__TASK PROMPT__
Without leaving out a single line, restate the entries below exactly.
'''
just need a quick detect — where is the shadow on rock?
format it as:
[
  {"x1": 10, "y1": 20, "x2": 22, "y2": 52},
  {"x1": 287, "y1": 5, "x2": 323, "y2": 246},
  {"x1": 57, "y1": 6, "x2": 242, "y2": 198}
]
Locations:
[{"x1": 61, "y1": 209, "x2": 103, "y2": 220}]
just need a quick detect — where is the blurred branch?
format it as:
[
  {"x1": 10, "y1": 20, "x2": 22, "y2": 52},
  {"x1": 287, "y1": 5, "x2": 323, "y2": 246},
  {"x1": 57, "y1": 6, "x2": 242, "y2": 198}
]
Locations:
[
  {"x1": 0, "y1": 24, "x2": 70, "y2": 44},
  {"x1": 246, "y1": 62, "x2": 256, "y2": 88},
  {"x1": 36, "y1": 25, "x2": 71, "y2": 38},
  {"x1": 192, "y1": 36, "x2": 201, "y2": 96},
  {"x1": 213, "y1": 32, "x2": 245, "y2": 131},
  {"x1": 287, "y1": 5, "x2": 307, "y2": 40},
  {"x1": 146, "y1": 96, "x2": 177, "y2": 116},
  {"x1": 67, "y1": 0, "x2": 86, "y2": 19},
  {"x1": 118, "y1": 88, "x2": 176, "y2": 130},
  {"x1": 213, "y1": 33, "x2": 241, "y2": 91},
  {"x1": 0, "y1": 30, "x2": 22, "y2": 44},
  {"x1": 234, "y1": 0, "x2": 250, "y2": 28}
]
'''
__REPLY TO THE EXERCISE__
just need a quick detect — where is the shadow on rock?
format it as:
[
  {"x1": 10, "y1": 20, "x2": 22, "y2": 52},
  {"x1": 287, "y1": 5, "x2": 323, "y2": 246},
  {"x1": 57, "y1": 6, "x2": 242, "y2": 198}
]
Locations:
[{"x1": 61, "y1": 209, "x2": 103, "y2": 220}]
just need a quick detect — where is the blurred branch?
format it as:
[
  {"x1": 10, "y1": 20, "x2": 22, "y2": 52},
  {"x1": 287, "y1": 5, "x2": 323, "y2": 246},
  {"x1": 57, "y1": 6, "x2": 242, "y2": 198}
]
Locations:
[
  {"x1": 0, "y1": 24, "x2": 70, "y2": 44},
  {"x1": 246, "y1": 62, "x2": 256, "y2": 88},
  {"x1": 36, "y1": 25, "x2": 71, "y2": 38},
  {"x1": 192, "y1": 36, "x2": 201, "y2": 96},
  {"x1": 213, "y1": 32, "x2": 245, "y2": 131},
  {"x1": 287, "y1": 5, "x2": 307, "y2": 40},
  {"x1": 146, "y1": 96, "x2": 177, "y2": 116},
  {"x1": 67, "y1": 0, "x2": 86, "y2": 19},
  {"x1": 118, "y1": 88, "x2": 176, "y2": 130},
  {"x1": 213, "y1": 33, "x2": 241, "y2": 91},
  {"x1": 0, "y1": 30, "x2": 22, "y2": 44},
  {"x1": 234, "y1": 0, "x2": 250, "y2": 28}
]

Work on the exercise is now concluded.